Document passage
+ + +
The State charged Smith with second degree assault. Smith asserted

self-defense. Morvel and Smith each claimed that the other person started the

fight. Assessing credibility was the key issue for the jury.

Before trial, the court ruled that if Smith testified, the State could impeach

Smith using his prior conviction for making a false statement to a public servant.

Smith testified. In his account of the fight, Morvel threw the first punch.

Smith's attorney did not ask him about the prior conviction.

On cross-examination, the prosecutor began by asking Smith about the

prior conviction. Smith admitted the conviction. The prosecutor asked Smith if

he had ever contacted the police to report the assault. Smith testified that he had

not. The prosecutor asked Smith if he told the detective that he had not been

involved in any fight. Smith admitted making that statement to the detective and

agreed it was not a true statement. On redirect, Smith testified he was not being

honest with the detective because, having just been put in handcuffs, he was

scared. He testified that he understood that in court he was testifying under oath.

He said he was telling the truth in everything that he said in court.

In closing argument, the prosecutor summarized the evidence that Smith

committed the assault with unlawful force. He did not mention Smith's prior

conviction for making a false statement or the fact that Smith admitted being

untruthful with the detective.

Smith's closing argument urged the jury to "look at the bigger picture" and

believe his version of events despite his prior conviction and misstatements to

police. Defense counsel pointed out that the prior conviction was 10 years old. No. 71968-8-1/3

He mentioned that Smith had admitted being dishonest with the detective about

the fight, but everything else he told the detective "was the truth" and Smith had

been cooperative rather than argumentative when the detective questioned him.

In rebuttal, the State argued that Smith's failure to volunteer the conviction

in his initial testimony undermined his credibility:

Defense counsel tells you—essentially tells you how honest the defendant is because he comes in here and tells you, "Yeah, I lied to the police," and "Yeah, I have a conviction for false statement." Except when did you find out about that? When did you find out that he had a conviction for false statement? When I asked him about it. He didn't share that with you. He didn't voluntarily share that with you.

The jury convicted Smith as charged. This appeal followed. Smith alleges

ineffective assistance of counsel and prosecutorial misconduct.
+ + +
Provided data
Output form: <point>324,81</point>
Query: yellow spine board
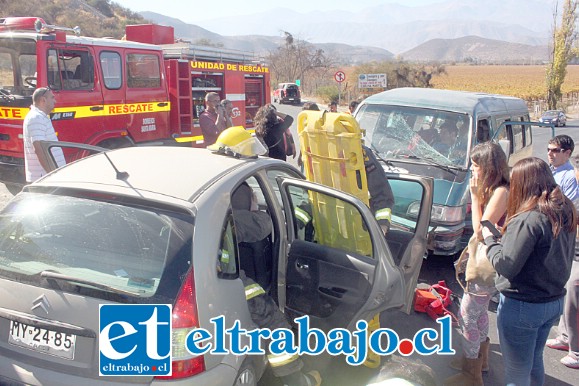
+ + +
Exercises to complete
• a. From the assault case passage, list each thing the prosecutor asked Smith about on cross-examination.
• b. Please carry the assault case passage forward from its final sentence.

Outputs by task
• a.
- His prior conviction for making a false statement to a public servant
- Whether he had ever contacted the police to report the assault
- Whether he told the detective that he had not been involved in any fight

• b.
To show ineffective assistance, a defendant must show that counsel's

representation was deficient and that the deficiency caused prejudice. State v.

Bowerman, 115 Wn.2d 794, 808, 802 P.2d 116 (1990). If an action can be seen

as legitimate trial strategy, it cannot serve as a basis for a claim of ineffective

assistance of counsel. State v. McNeal, 145 Wn.2d 352, 362, 37 P.3d 280

(2002).

Smith contends that competent counsel would have elicited the fact of the

prior conviction on direct examination to prevent the State from bringing it out as

a damning revelation. The State responds that omitting the question on direct

examination can be seen as a legitimate trial strategy under the circumstances.

We agree with the State. The conviction was 10 years old. Counsel may have

hoped that bringing up such a remote event to cast Smith in a bad light would No. 71968-8-1/4

make the State appear harsh and unfair. Counsel may have hoped that to avoid

such an appearance, the State would decide not to mention the prior conviction

at all. Counsel may also have decided that any advantage gained by bringing

the prior conviction out in direct examination would be outweighed by the

prejudice incurred by having it discussed for a second time in cross-examination.

Because the challenged conduct can be viewed as a legitimate trial

strategy, it was not ineffective assistance.

To prevail on a claim of prosecutorial misconduct, the defendant must

establish that the prosecutor's conduct was both improper and prejudicial in the

context of the entire record and the circumstances at trial. State v. Maqers. 164

Wn.2d 174, 191, 189 P.3d 126 (2008). In closing argument, the prosecuting

attorney has wide latitude to argue reasonable inferences from the evidence,

including evidence respecting the credibility of witnesses. State v. Hoffman. 116

Wn.2d 51, 94-95, 804 P.2d 577 (1991).

The first alleged instance of misconduct occurred during the State's

rebuttal argument. The prosecutor, arguing that Smith was not credible,

mentioned that Smith did not admit his prior conviction until cross-examined

about it:

When did you find out that he had a conviction for false statement? When I asked him about it. He didn't share that with you. He didn't voluntarily share that with you.

Smith contends the State improperly implied that it was Smith himself,

rather than defense counsel, who was responsible for failing to introduce

evidence of the prior conviction during direct examination. He cites Miller v. No. 71968-8-1/5

Pate. 386 U.S. 1, 87 S. Ct. 785, 17 L. Ed. 2d 690 (1967). In Pate, the

prosecutor's argument referred to underwear as stained with blood, even though

he knew the stains were actually paint. Pate, 386 U.S. at 6. The comment here

is not at all like the argument decried in Pate. It was not an inappropriate

response to the defense argument that Smith should be regarded as credible.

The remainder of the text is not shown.